[Start of Attachment]

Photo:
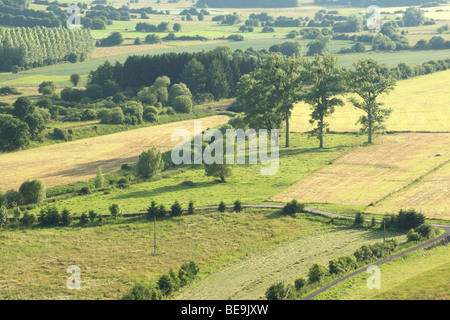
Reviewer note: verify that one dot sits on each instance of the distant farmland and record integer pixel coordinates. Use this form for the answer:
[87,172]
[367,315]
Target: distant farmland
[419,104]
[78,160]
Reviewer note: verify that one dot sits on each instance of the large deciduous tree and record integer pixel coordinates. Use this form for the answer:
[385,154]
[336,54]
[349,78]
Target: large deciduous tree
[325,82]
[369,80]
[269,93]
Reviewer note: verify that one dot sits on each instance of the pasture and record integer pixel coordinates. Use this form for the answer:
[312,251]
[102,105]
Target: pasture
[188,183]
[111,257]
[368,175]
[429,195]
[419,104]
[421,275]
[249,278]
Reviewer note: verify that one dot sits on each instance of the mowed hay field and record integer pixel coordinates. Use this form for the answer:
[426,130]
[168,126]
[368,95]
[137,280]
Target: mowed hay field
[79,160]
[431,195]
[249,278]
[422,275]
[370,174]
[419,104]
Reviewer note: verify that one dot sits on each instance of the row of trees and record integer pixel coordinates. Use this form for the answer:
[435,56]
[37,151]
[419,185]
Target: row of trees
[269,94]
[39,46]
[246,3]
[216,72]
[24,122]
[166,285]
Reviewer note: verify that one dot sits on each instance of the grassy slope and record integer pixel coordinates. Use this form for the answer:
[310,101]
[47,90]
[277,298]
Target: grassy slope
[296,163]
[422,275]
[368,175]
[419,104]
[250,277]
[114,255]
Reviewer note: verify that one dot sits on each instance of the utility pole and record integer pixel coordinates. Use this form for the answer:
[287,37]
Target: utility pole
[154,236]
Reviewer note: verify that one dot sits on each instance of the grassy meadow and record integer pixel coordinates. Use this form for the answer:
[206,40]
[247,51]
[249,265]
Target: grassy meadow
[421,275]
[240,254]
[419,104]
[112,256]
[369,175]
[296,163]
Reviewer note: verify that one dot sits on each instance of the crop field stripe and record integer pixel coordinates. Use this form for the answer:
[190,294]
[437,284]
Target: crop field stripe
[79,160]
[371,173]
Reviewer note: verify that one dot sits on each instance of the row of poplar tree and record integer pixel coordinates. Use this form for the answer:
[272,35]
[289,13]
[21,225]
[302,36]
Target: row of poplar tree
[40,46]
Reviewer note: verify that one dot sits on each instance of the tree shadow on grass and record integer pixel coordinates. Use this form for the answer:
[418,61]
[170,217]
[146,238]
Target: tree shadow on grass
[299,151]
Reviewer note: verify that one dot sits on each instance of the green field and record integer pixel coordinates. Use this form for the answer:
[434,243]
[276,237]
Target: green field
[301,160]
[249,278]
[421,275]
[419,104]
[113,256]
[240,254]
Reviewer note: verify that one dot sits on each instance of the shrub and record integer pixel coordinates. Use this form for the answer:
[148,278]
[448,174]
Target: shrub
[28,219]
[300,283]
[143,291]
[191,209]
[165,285]
[187,272]
[152,211]
[426,231]
[125,166]
[66,217]
[363,254]
[150,163]
[84,191]
[3,216]
[237,206]
[279,292]
[115,210]
[342,264]
[92,215]
[359,219]
[84,219]
[408,219]
[33,191]
[162,211]
[412,235]
[293,207]
[176,210]
[182,104]
[50,216]
[123,183]
[222,207]
[317,272]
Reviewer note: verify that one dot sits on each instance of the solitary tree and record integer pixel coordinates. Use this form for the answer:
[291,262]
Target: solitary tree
[75,79]
[326,82]
[150,163]
[33,191]
[369,81]
[176,27]
[269,93]
[99,179]
[221,171]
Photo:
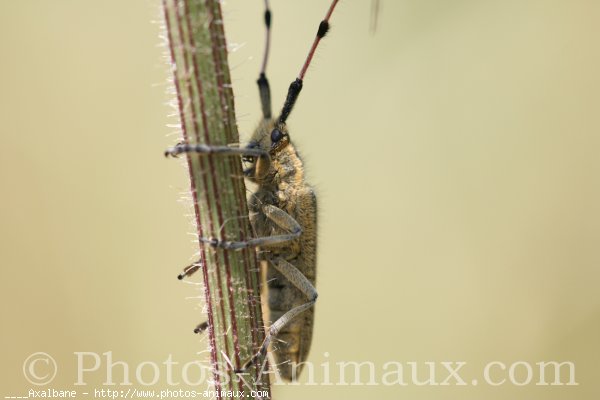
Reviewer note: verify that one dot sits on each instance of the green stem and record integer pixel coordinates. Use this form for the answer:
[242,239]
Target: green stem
[231,278]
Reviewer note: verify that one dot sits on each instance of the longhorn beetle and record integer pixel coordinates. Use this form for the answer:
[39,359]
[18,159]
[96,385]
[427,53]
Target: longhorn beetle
[283,214]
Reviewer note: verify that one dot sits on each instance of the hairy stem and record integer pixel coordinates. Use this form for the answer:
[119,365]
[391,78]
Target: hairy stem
[231,278]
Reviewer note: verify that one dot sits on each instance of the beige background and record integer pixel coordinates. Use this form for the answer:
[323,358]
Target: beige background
[455,153]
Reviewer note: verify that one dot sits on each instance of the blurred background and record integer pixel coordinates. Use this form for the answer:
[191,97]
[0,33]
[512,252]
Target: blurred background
[455,154]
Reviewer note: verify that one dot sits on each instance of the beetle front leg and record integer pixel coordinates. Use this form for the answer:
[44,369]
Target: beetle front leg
[275,214]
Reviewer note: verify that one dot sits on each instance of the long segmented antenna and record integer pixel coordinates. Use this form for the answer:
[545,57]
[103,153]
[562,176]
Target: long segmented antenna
[296,85]
[263,84]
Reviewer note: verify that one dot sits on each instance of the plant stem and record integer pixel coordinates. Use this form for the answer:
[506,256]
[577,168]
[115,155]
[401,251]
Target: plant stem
[206,106]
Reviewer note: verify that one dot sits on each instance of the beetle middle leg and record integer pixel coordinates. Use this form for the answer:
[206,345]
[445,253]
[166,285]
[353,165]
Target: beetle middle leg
[294,275]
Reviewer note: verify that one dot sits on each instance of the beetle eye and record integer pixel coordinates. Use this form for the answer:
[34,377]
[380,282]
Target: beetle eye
[276,136]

[End of Attachment]

* What is being asked *
Leave out the pictures and set down everything else in the entries above exactly.

* Expected answer *
Photo:
Reviewer note: verify that one dot sits on each instance of the distant farmland and record integer pixel coordinates. Use this form for the answer:
[87,172]
[367,315]
Target: distant farmland
[419,104]
[78,160]
Reviewer note: verify that one dot sits on each instance of the large deciduous tree and record integer pixel coordinates. Use this form for the answer:
[385,154]
[336,54]
[349,78]
Target: large deciduous tree
[325,82]
[369,80]
[269,93]
Reviewer note: verify that one dot sits on each instance of the pasture and record integer pixel coordinates. Use this form for the answer:
[312,251]
[102,105]
Target: pasture
[188,183]
[111,257]
[368,175]
[429,195]
[419,104]
[421,275]
[249,278]
Reviewer note: verify that one dot sits on each instance of the mowed hay field and record integer pixel coordinates. Use this form for the answer:
[426,130]
[168,126]
[368,95]
[137,280]
Target: mowed hay field
[79,160]
[431,195]
[249,278]
[422,275]
[370,174]
[419,104]
Reviewer note: verify that one dot sits on each instance of the row of trees and record integer pixel coordinates. Use this form for the answer:
[435,56]
[37,151]
[419,185]
Target: row of trees
[269,94]
[39,46]
[246,3]
[216,72]
[24,122]
[166,285]
Reviewer note: verify that one dot sits on each instance of the grassy slope and record integer pixel coordinates. Use this form for the answer:
[310,101]
[47,90]
[277,298]
Target: grassy slope
[296,163]
[422,275]
[368,175]
[419,104]
[250,277]
[114,255]
Reviewer note: verify that one dot sits on each instance of the utility pole and record integer pixel coordinates. Use this form for the answer:
[287,37]
Target: utility pole
[154,236]
Reviewer note: verify that one dot sits on each instance of the grassy meadow and record integer pixel coordinates. Use this form for the answer:
[206,40]
[247,51]
[249,265]
Target: grassy meadow
[421,275]
[240,254]
[419,104]
[112,256]
[369,175]
[296,163]
Reviewer note: verify that one dot sits on each instance of the crop field stripe and record integer pixel coordinates. Use this form for the answer:
[190,294]
[437,284]
Target: crop field stripe
[79,160]
[371,173]
Reviewer note: verify that one dot sits on each instance of the row of poplar tree and record integer pixel coordinates. Use this form for the answer:
[272,35]
[289,13]
[21,225]
[302,36]
Target: row of poplar tree
[40,46]
Reviewer note: verify that one dot sits on each instance of the tree shadow on grass and record integer pixel coordinates. Use this form for the answer:
[418,61]
[170,217]
[146,238]
Target: tree shadow on grass
[299,151]
Reviewer note: verify that one dot sits on each instance of the green field and record integer pixel coordinates. Use this form for the answer:
[434,243]
[276,237]
Target: green field
[301,160]
[249,278]
[421,275]
[419,104]
[113,256]
[240,254]
Reviewer note: verify that one dot sits on each instance of the shrub and record integer pixel coordinates. Use this form for the answer:
[148,278]
[448,174]
Target: shrub
[28,219]
[300,283]
[143,291]
[191,209]
[165,285]
[187,272]
[152,211]
[426,231]
[125,166]
[66,217]
[363,254]
[150,163]
[84,191]
[3,216]
[237,206]
[279,292]
[115,210]
[342,264]
[92,215]
[359,219]
[84,219]
[408,219]
[33,191]
[162,211]
[412,235]
[293,207]
[176,210]
[182,104]
[50,216]
[123,183]
[222,207]
[317,272]
Reviewer note: verify that one dot sits on each instance of the solitary tree and record integer pixel coordinates. Use this form for the answer:
[291,262]
Target: solitary tree
[75,79]
[326,82]
[150,163]
[33,191]
[369,81]
[176,27]
[269,93]
[99,179]
[221,171]
Photo:
Reviewer note: verify that one dot sits on each instance of the green stem and record integer pixel coordinates. Use this form for the answer:
[242,239]
Target: green stem
[231,278]
Reviewer note: verify that one dot sits on each instance of the longhorn beetle and record integer pixel coordinates. Use this form for the answer:
[39,359]
[18,159]
[96,385]
[427,53]
Target: longhorn beetle
[283,214]
Reviewer note: verify that one dot sits on each instance of the hairy stem and record integer pixel coordinates. Use this form for the answer:
[119,365]
[391,78]
Target: hairy stem
[231,278]
Reviewer note: verify that one dot sits on each instance of the beige background and record integer pixel coordinates. Use this form for the answer:
[323,358]
Target: beige background
[455,153]
Reviewer note: verify that one dot sits on each instance of the blurred background and record integer pixel coordinates. Use this form for the answer:
[191,97]
[0,33]
[512,252]
Target: blurred background
[455,154]
Reviewer note: verify that one dot sits on each instance of the beetle front leg and record integer pixel coordinates. Use this form for the answer:
[44,369]
Target: beetle front leg
[275,214]
Reviewer note: verify that one dot sits on each instance of the long segmented antenna and record integer pixel coordinates. Use this form for the answer:
[545,57]
[103,153]
[562,176]
Target: long segmented antenna
[296,85]
[263,84]
Reviewer note: verify that one dot sits on each instance of the plant stem and record integer pixel coordinates. Use this form for the answer:
[506,256]
[577,168]
[115,155]
[401,251]
Target: plant stem
[206,106]
Reviewer note: verify that one dot sits on each instance of the beetle middle leg and record integer pixel coordinates. Use this form for the answer:
[206,345]
[445,253]
[166,285]
[353,165]
Target: beetle middle leg
[294,275]
Reviewer note: verify that one dot sits on each instance of the beetle eye and record integer pixel coordinates. Use this form for the answer:
[34,377]
[380,282]
Target: beetle eye
[276,136]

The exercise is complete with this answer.